> [Objetivos]
1. Transcreva do texto sobre os dez anos do À pala de Walsh o trecho que abre com as palavras que contêm "A 15 de Julho" e fecha com "outras brincadeiras cinéfilas.".
2. Indique apenas o número de linhas dos registos que contêm a palavra "query", distinguindo maiúsculas de minúsculas.

> [Excerto do texto]
A 15 de Julho de 2012, o À pala de Walsh iniciava a actividade com um primeiro texto, escrito a oito mãos, pelos quatro fundadores do site. Entretanto passou uma década. Ao longo desses anos muitos foram os que escreveram connosco e publicámos mais de 2700 artigos, críticas, ensaios, textos coletivos, entrevistas, vídeos, conversas, ensaios visuais, crónicas e outras brincadeiras cinéfilas.
Depois de em Julho de 2022 termos apresentado o ciclo “10 anos à Pala” na Cinemateca Portuguesa, com 5 sessões seguidas de uma conversa sobre os filmes, apresentamos agora perto do final do ano uma outra iniciativa: o dossier “10 anos, 10 filmes”. Este dossier parte de um convite a um conjunto de realizadores portugueses cuja obra prezamos para nos ajudar a reflectir sobre o que foi esse cinema que por nós passou nos últimos 10 anos, através da escolha de um filme – que os tivesse surpreendido de alguma forma – e estreado durante esse período, acompanhado de uma pequena reflexão sobre essa escolha.

> [Material fornecido]
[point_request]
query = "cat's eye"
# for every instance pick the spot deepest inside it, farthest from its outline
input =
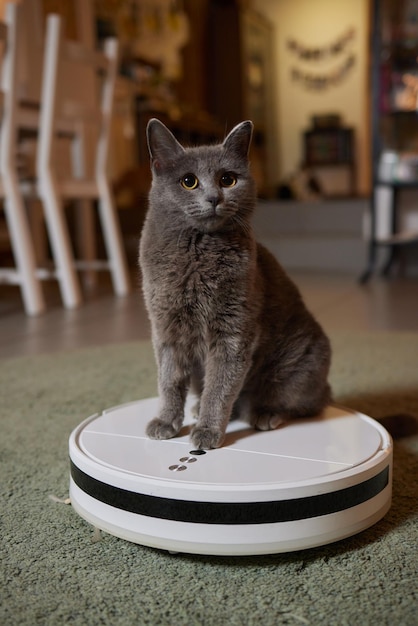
(228, 179)
(189, 181)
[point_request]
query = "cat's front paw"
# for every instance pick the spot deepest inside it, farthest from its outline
(207, 438)
(159, 429)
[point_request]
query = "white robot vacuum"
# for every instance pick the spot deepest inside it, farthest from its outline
(308, 483)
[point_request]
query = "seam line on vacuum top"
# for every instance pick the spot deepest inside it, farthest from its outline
(283, 456)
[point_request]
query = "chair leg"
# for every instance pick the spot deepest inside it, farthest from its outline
(113, 240)
(60, 243)
(23, 249)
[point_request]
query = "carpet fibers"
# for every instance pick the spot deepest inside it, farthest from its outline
(55, 572)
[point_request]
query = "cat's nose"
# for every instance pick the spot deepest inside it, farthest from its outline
(214, 201)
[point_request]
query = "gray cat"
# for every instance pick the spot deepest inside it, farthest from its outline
(226, 320)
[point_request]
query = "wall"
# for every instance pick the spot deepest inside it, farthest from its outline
(318, 23)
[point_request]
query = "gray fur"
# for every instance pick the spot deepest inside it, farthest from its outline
(226, 320)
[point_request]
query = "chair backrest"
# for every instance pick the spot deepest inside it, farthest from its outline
(30, 37)
(78, 87)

> [Soluções dos exercícios]
1.
A 15 de Julho de 2012, o À pala de Walsh iniciava a actividade com um primeiro texto, escrito a oito mãos, pelos quatro fundadores do site. Entretanto passou uma década. Ao longo desses anos muitos foram os que escreveram connosco e publicámos mais de 2700 artigos, críticas, ensaios, textos coletivos, entrevistas, vídeos, conversas, ensaios visuais, crónicas e outras brincadeiras cinéfilas.

2. 11